• Available records:
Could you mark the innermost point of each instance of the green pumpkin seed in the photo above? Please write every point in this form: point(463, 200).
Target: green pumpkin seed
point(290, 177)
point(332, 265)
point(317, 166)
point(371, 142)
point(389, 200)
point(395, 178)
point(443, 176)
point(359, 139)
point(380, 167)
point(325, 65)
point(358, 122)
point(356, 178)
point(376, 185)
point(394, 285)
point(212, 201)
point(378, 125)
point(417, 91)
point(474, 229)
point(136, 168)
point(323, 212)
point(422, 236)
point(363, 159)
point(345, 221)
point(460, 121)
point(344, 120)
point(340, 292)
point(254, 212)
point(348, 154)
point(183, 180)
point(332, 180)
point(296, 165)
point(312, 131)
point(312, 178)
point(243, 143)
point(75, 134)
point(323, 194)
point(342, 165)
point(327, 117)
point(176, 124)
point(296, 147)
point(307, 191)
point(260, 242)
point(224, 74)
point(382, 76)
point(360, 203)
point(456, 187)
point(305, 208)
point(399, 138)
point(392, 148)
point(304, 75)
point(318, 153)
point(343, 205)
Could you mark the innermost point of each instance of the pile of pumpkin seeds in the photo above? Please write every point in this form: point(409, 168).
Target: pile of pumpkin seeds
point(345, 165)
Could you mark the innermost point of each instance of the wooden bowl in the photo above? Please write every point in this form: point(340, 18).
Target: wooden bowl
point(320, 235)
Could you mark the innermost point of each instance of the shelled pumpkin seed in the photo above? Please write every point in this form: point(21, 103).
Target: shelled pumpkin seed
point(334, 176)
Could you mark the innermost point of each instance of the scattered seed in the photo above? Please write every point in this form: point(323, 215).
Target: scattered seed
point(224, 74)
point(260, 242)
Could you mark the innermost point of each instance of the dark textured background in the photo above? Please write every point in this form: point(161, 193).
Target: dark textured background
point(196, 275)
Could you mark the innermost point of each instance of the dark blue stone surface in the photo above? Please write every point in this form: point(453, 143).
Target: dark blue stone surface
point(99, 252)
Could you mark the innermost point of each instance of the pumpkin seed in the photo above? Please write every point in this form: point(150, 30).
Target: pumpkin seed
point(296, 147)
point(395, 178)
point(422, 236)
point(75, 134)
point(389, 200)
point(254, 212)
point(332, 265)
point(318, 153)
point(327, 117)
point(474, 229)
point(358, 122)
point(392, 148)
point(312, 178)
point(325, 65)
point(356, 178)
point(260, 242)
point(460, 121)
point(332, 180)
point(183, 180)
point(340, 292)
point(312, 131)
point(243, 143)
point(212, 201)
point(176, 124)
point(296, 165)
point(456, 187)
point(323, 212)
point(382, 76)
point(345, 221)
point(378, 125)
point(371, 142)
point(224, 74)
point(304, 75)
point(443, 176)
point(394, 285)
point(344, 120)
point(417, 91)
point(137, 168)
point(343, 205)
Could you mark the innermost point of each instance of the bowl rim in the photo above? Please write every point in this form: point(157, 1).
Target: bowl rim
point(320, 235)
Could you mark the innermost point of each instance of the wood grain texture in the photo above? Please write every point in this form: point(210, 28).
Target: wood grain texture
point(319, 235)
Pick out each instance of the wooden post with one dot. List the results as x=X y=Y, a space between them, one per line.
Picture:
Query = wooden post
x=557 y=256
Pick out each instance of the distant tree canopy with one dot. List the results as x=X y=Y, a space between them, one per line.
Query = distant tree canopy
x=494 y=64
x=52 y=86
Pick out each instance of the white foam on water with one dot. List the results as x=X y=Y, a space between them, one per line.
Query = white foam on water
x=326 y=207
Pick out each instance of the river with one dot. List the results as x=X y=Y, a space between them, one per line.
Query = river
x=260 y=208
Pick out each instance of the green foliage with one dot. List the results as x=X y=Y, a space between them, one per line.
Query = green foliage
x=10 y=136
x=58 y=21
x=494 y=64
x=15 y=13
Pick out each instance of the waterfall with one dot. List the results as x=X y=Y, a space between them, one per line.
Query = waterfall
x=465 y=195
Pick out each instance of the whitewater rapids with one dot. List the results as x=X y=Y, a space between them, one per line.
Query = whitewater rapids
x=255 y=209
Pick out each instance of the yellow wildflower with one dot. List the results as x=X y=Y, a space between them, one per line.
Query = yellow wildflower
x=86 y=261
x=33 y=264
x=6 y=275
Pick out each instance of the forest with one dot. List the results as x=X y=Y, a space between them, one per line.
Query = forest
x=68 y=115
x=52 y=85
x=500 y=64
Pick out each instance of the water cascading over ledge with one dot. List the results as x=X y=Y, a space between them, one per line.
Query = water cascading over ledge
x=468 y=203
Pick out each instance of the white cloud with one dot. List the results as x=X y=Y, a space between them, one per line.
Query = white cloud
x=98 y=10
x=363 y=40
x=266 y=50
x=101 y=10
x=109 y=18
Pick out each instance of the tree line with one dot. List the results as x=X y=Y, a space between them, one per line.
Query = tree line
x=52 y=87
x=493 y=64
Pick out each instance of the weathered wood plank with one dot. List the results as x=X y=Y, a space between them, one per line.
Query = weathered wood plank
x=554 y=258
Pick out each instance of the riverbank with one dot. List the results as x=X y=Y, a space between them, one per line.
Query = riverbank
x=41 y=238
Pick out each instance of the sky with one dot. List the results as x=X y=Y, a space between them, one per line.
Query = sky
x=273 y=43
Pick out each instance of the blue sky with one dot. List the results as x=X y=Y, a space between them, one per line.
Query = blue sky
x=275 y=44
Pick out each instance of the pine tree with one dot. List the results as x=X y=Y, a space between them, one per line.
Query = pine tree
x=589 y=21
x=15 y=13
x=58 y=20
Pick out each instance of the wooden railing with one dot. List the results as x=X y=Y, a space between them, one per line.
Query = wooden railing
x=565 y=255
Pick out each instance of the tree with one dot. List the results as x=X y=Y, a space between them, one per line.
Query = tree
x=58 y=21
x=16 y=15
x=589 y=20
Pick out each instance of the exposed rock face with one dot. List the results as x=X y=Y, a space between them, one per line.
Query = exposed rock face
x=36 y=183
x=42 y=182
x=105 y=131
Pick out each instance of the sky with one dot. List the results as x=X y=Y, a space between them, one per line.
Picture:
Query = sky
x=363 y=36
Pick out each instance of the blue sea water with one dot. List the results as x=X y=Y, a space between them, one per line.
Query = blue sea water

• Task instructions: A full, exact repeat of the entries above is required.

• Exercise answer:
Could you mark the innermost point of each instance of the green pumpkin seed in the photo above? Please write every point in this form: point(463, 200).
Target: green pumpkin seed
point(290, 177)
point(332, 265)
point(317, 166)
point(371, 142)
point(389, 200)
point(395, 178)
point(443, 176)
point(359, 139)
point(380, 167)
point(325, 65)
point(358, 122)
point(356, 178)
point(376, 185)
point(394, 285)
point(212, 201)
point(378, 125)
point(417, 91)
point(474, 229)
point(136, 168)
point(323, 212)
point(422, 236)
point(363, 159)
point(345, 221)
point(460, 121)
point(344, 120)
point(340, 292)
point(254, 212)
point(348, 154)
point(183, 180)
point(332, 180)
point(296, 165)
point(312, 131)
point(312, 178)
point(243, 143)
point(75, 134)
point(323, 194)
point(342, 165)
point(327, 117)
point(176, 124)
point(296, 147)
point(307, 191)
point(260, 242)
point(224, 74)
point(382, 76)
point(360, 203)
point(456, 187)
point(305, 208)
point(399, 138)
point(392, 148)
point(304, 75)
point(318, 153)
point(343, 205)
Could you mark the innermost point of each instance of the pile of pumpkin seeds in the photo above? Please write every point in this form: point(409, 168).
Target: pile of pumpkin seeds
point(345, 165)
Could you mark the innermost point of each instance of the wooden bowl in the photo above? Please write every point in this form: point(340, 18).
Target: wooden bowl
point(320, 235)
Could you mark the innermost point of each instance of the shelled pumpkin seed in the photo above? Please write every point in this form: point(21, 103).
Target: shelled pumpkin seed
point(334, 176)
Could you mark the innermost point of each instance of the scattered seed in the photo above? Please write every point in this form: point(323, 215).
Target: scattered seed
point(224, 74)
point(260, 242)
Could you mark the innermost point of each instance of the dark textured background in the photo above? Please write every point in this form: point(161, 193).
Target: dark textured background
point(196, 275)
Could you mark the innermost point of each instance of the dark blue stone surface in the photo above? Please write every point in this form: point(453, 143).
Target: dark blue stone surface
point(99, 252)
Could you mark the innermost point of each instance of the pumpkin seed in the photo above? Please write every point in this form: point(150, 30).
Target: pumpkin seed
point(296, 147)
point(395, 178)
point(422, 236)
point(75, 134)
point(389, 200)
point(254, 212)
point(332, 265)
point(318, 153)
point(327, 117)
point(474, 229)
point(358, 122)
point(392, 148)
point(312, 178)
point(325, 65)
point(356, 178)
point(260, 242)
point(460, 121)
point(332, 180)
point(183, 180)
point(340, 292)
point(312, 131)
point(243, 143)
point(212, 201)
point(176, 124)
point(296, 165)
point(456, 187)
point(323, 212)
point(382, 76)
point(345, 221)
point(378, 125)
point(371, 142)
point(224, 74)
point(304, 75)
point(443, 176)
point(394, 285)
point(344, 120)
point(417, 91)
point(137, 168)
point(343, 205)
Could you mark the innermost point of each instance of the bowl rim in the photo above? Please write every point in this form: point(157, 1).
Target: bowl rim
point(320, 235)
Could you mark the innermost point of each instance of the wood grain texture in the photo above? Please write every point in this form: point(210, 28).
Target: wood grain texture
point(319, 235)
Pick out each instance of the wooden post with one dot. List the results as x=X y=Y, a space between them, one per line.
Picture:
Query = wooden post
x=557 y=256
Pick out each instance of the distant tree canopy with one dot. List the results as x=X y=Y, a space between them, one per line.
Query = distant tree canopy
x=494 y=64
x=52 y=86
Pick out each instance of the white foam on water with one dot. List the results as x=X y=Y, a space between them, one per line.
Query = white foam on water
x=326 y=207
Pick out each instance of the river with one dot. List the results as x=X y=Y, a space between them, one per line.
Query = river
x=260 y=208
Pick out each instance of the green foliage with one dot. List the results as x=X y=Y, a space between them, one per line.
Query = green foliage
x=10 y=136
x=58 y=21
x=494 y=64
x=15 y=13
Pick out each instance of the waterfall with one dot. List the results as x=X y=Y, a space between them, one per line.
Query = waterfall
x=465 y=195
Pick out each instance of the whitewater rapids with one dot. List the results as x=X y=Y, a space between them, one per line.
Query = whitewater rapids
x=255 y=209
Pick out each instance of the yellow wildflower with one dot. List the results as x=X y=Y, a space between them, one per line.
Query = yellow wildflower
x=86 y=261
x=33 y=264
x=6 y=275
Pick out each instance of the forest with one dot. List the results as x=X y=Y, a space between them, one per line.
Query = forest
x=68 y=115
x=52 y=85
x=500 y=64
Pick out each instance of the water cascading over ledge with one dot. List the results as x=X y=Y, a space between them, one per line.
Query = water cascading over ledge
x=468 y=203
Pick out each instance of the white cloud with one dot. List the results as x=X y=Y, a space between them, one per line.
Query = white cloud
x=98 y=10
x=363 y=40
x=266 y=50
x=101 y=10
x=109 y=18
Pick out each instance of the tree line with one dot. List the results as x=X y=Y, a space between them, one per line.
Query = tree line
x=52 y=87
x=493 y=64
Pick out each instance of the weathered wood plank with one dot. List the results as x=X y=Y, a space between them, one per line.
Query = weathered wood plank
x=554 y=258
Pick out each instance of the riverbank with one dot. List the results as x=X y=Y, a space between them, one per line.
Query = riverbank
x=41 y=238
Pick out each instance of the sky with one dot. List the results as x=X y=Y, a space between them, one per line.
Query = sky
x=273 y=43
Pick out each instance of the blue sky with one dot. List the results as x=X y=Y, a space between them, one per line.
Query = blue sky
x=275 y=44
Pick out each instance of the pine tree with one dot. List the results as x=X y=Y, a space between them, one per line.
Query = pine tree
x=589 y=21
x=15 y=13
x=58 y=20
Pick out each instance of the wooden railing with one dot. List the results as x=X y=Y, a space between them, one per line.
Query = wooden railing
x=565 y=255
Pick out each instance of the tree with one dot. List the results as x=X y=Y, a space between them, one per line.
Query = tree
x=58 y=21
x=16 y=15
x=589 y=20
Pick out each instance of the exposed rock face with one dot. List the results as x=X y=Y, a space between them, one per line.
Query = exposed rock face
x=36 y=183
x=42 y=182
x=105 y=131
Pick out each instance of the sky with one dot. List the results as x=X y=Y, a space between them, one per line.
Picture:
Query = sky
x=363 y=36
Pick out each instance of the blue sea water with one dot. List the results as x=X y=Y, a space between them, one per line.
Query = blue sea water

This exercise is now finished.